Directions for this task ▸
Each line of data below must be printed exactly as written, with any pictures removed.

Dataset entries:
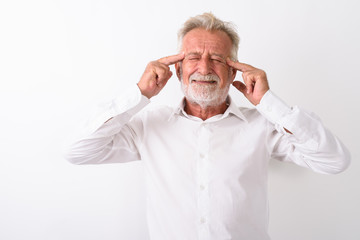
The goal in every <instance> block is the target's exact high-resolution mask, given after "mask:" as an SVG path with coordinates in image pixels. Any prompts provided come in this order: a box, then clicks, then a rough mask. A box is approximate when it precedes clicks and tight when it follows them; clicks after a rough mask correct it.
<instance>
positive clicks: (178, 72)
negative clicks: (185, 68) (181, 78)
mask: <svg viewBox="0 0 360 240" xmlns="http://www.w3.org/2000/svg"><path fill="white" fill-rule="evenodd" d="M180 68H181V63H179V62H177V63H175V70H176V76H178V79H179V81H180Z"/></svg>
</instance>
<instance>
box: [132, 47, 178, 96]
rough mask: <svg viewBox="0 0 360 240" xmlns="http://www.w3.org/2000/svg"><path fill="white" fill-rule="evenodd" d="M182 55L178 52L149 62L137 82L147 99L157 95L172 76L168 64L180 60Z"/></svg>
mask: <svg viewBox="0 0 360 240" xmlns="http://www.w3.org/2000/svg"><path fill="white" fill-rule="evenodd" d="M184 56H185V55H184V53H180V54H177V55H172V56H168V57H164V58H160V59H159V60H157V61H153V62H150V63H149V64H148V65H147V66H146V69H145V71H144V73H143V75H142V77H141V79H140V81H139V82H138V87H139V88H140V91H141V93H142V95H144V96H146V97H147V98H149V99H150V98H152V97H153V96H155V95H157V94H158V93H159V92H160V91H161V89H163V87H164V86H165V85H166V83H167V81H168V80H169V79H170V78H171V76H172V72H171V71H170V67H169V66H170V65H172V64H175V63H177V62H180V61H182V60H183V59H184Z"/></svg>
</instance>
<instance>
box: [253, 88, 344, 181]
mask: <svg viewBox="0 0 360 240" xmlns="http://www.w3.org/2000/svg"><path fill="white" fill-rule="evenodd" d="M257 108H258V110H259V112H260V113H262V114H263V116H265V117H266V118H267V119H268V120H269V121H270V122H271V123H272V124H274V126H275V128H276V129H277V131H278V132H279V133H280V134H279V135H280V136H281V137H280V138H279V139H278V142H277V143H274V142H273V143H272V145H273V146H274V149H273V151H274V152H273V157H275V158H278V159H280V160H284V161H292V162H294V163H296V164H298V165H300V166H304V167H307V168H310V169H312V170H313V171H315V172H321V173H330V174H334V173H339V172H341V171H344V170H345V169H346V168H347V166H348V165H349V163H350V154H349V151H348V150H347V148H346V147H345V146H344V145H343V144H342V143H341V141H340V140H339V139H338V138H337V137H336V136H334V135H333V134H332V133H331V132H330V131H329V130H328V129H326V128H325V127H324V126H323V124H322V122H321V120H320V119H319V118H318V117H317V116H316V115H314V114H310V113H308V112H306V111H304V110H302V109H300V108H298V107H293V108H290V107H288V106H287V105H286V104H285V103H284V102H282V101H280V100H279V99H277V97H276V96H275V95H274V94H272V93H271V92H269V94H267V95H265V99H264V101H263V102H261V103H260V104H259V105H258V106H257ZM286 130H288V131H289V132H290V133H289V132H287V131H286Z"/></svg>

Exercise output ▸
The goal in every <instance> block is the target's exact high-resolution mask, given after "mask:" as an SVG path with coordinates in image pixels. Any prompts provided come in this order: a box, then clicks, then a rough mask. A box is approximate when it precedes clicks and tight when it follows them; clicks after a rough mask correct it.
<instance>
positive clicks: (178, 72)
negative clicks: (185, 68) (181, 78)
mask: <svg viewBox="0 0 360 240" xmlns="http://www.w3.org/2000/svg"><path fill="white" fill-rule="evenodd" d="M180 68H181V63H179V62H177V63H175V70H176V76H178V79H179V81H180Z"/></svg>
</instance>
<instance>
box: [132, 47, 178, 96]
rough mask: <svg viewBox="0 0 360 240" xmlns="http://www.w3.org/2000/svg"><path fill="white" fill-rule="evenodd" d="M182 55L178 52L149 62L137 82L147 99L157 95L172 76L168 64L180 60Z"/></svg>
mask: <svg viewBox="0 0 360 240" xmlns="http://www.w3.org/2000/svg"><path fill="white" fill-rule="evenodd" d="M184 56H185V55H184V53H180V54H177V55H172V56H168V57H164V58H160V59H159V60H157V61H153V62H150V63H149V64H148V65H147V66H146V69H145V71H144V73H143V75H142V77H141V79H140V81H139V82H138V87H139V88H140V91H141V93H142V95H144V96H146V97H147V98H149V99H150V98H152V97H153V96H155V95H157V94H158V93H159V92H160V91H161V89H163V87H164V86H165V85H166V83H167V81H168V80H169V79H170V78H171V76H172V72H171V71H170V67H169V66H170V65H172V64H175V63H177V62H180V61H182V60H183V59H184Z"/></svg>
</instance>
<instance>
box: [253, 88, 344, 181]
mask: <svg viewBox="0 0 360 240" xmlns="http://www.w3.org/2000/svg"><path fill="white" fill-rule="evenodd" d="M257 108H258V110H259V112H260V113H262V114H263V116H265V117H266V118H267V119H268V120H269V121H270V122H271V123H272V124H274V126H275V128H276V129H277V131H278V132H279V133H280V134H279V135H280V136H281V137H280V138H279V139H278V142H277V143H274V142H273V143H272V145H273V146H274V149H273V151H274V152H273V157H275V158H278V159H280V160H284V161H292V162H294V163H296V164H298V165H300V166H304V167H307V168H310V169H312V170H313V171H315V172H321V173H330V174H334V173H339V172H341V171H344V170H345V169H346V168H347V166H348V165H349V163H350V154H349V151H348V150H347V148H346V147H345V146H344V145H343V144H342V143H341V141H340V140H339V139H338V138H337V137H336V136H334V135H333V134H332V133H331V132H330V131H329V130H328V129H326V128H325V127H324V126H323V124H322V122H321V120H320V119H319V118H318V117H317V116H316V115H314V114H310V113H308V112H306V111H304V110H302V109H300V108H298V107H293V108H290V107H288V106H287V105H286V104H285V103H284V102H282V101H280V100H279V99H277V97H276V96H275V95H274V94H272V93H271V92H269V94H267V95H265V99H264V101H263V102H261V103H260V104H259V105H258V106H257ZM286 130H288V131H289V132H290V133H289V132H287V131H286Z"/></svg>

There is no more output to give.